Reproduce the material below with every instance of "pink flower" changed to "pink blossom", keeping everything else the same.
----------------
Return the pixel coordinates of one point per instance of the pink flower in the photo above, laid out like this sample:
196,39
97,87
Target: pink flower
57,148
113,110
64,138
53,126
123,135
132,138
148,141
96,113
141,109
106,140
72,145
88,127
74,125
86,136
----------------
§ **Task response**:
Return the pixel coordinates of one point per instance of the pink blossom in the photo above, laid out like this sample:
196,39
97,87
Target: pink blossom
57,148
113,110
64,138
53,126
123,135
132,138
148,141
96,113
141,109
106,140
72,145
88,127
74,125
86,136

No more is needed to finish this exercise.